__PROMPT__. Transcribe only what runs from the line including "the red balloon" through the last line of the entries, exactly as it appears.

══ RECORD EXCERPTS ══

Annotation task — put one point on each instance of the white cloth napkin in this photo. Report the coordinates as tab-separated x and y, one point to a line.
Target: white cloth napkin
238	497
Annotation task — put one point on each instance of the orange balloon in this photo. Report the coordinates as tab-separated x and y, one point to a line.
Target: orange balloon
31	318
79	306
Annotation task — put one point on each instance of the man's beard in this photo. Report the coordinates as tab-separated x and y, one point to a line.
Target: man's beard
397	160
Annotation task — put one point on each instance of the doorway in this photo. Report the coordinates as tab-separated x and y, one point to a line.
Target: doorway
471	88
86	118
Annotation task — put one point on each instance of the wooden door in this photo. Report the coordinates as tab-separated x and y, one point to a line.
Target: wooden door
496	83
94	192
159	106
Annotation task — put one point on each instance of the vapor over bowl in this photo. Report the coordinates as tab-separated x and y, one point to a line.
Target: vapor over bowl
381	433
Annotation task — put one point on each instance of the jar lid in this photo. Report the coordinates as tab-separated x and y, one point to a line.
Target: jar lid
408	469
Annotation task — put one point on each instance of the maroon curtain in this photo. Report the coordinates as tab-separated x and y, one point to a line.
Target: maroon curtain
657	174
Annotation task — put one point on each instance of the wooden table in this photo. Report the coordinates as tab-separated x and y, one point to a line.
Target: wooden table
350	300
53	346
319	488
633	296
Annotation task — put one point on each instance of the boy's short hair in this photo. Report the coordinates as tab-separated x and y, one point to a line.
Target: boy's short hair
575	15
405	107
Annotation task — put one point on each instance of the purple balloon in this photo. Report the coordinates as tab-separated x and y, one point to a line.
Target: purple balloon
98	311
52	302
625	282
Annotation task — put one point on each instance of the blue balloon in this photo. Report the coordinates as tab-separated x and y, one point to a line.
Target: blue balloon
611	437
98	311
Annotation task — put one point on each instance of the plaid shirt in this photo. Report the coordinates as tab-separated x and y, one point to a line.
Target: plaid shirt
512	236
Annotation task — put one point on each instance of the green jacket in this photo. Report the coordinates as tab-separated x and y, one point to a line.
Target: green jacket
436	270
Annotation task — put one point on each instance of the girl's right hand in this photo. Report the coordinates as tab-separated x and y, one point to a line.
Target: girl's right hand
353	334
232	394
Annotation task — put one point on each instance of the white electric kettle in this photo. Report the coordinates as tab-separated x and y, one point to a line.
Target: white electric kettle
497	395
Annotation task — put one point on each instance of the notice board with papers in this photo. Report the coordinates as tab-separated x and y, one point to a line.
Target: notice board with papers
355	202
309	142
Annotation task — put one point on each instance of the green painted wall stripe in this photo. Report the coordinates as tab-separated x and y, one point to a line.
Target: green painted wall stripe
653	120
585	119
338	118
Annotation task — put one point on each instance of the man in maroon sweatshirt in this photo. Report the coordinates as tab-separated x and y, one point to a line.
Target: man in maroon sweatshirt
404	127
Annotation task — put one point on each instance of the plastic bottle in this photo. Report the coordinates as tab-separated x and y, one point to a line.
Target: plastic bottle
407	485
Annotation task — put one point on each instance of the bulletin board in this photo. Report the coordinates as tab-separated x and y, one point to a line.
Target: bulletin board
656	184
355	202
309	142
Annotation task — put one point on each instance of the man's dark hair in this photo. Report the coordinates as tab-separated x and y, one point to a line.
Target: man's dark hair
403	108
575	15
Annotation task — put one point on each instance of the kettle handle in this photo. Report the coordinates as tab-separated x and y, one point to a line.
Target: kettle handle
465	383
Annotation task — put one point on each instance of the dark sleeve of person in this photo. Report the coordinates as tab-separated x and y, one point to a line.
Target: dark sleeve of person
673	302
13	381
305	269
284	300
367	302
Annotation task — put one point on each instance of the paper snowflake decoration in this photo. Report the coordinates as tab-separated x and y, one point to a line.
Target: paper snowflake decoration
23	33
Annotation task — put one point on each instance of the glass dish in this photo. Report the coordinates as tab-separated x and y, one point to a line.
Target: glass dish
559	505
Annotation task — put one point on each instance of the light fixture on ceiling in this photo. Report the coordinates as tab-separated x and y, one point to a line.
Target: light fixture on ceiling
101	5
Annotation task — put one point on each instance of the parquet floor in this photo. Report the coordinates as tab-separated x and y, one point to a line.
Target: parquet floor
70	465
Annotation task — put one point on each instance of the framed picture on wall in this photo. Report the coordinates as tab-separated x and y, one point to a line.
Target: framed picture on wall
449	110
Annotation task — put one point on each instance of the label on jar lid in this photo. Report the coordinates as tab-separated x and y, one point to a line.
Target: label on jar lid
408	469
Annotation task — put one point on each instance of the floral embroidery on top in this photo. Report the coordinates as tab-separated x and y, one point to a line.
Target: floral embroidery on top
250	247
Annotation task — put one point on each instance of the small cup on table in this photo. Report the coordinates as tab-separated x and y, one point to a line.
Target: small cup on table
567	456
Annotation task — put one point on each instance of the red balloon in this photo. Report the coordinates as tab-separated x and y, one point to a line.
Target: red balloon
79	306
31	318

═══

__ANSWER SECTION__.
Annotation task — put one point on each instance of the red balloon in this photo. Report the coordinates as tab-separated x and y, one point to a line.
Target: red balloon
79	306
31	318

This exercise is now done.